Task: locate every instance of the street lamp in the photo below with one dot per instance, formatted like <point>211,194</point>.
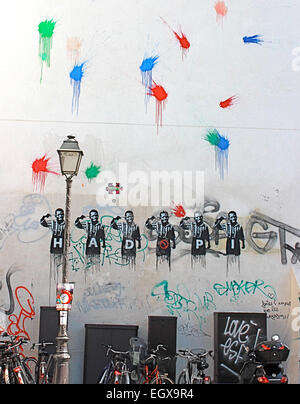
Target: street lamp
<point>70,157</point>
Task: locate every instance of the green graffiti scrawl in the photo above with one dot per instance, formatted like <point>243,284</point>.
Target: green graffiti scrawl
<point>46,30</point>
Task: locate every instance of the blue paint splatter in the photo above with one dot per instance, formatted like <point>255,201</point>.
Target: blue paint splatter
<point>253,39</point>
<point>146,70</point>
<point>221,145</point>
<point>76,76</point>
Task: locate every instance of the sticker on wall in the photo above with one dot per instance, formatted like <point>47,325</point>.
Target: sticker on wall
<point>40,169</point>
<point>181,38</point>
<point>131,238</point>
<point>146,68</point>
<point>92,171</point>
<point>46,31</point>
<point>221,145</point>
<point>76,76</point>
<point>178,210</point>
<point>165,237</point>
════════════════════
What you should do |
Copy the lines of the material exactly, starting at the line that contains "Task: locate every instance of the green" and ending at the line that contains "<point>46,30</point>", with both of those lines included.

Result |
Task: locate every instance of the green graffiti scrawl in the photo above with one dot per instance, formatted like <point>243,284</point>.
Target: green graffiti scrawl
<point>46,30</point>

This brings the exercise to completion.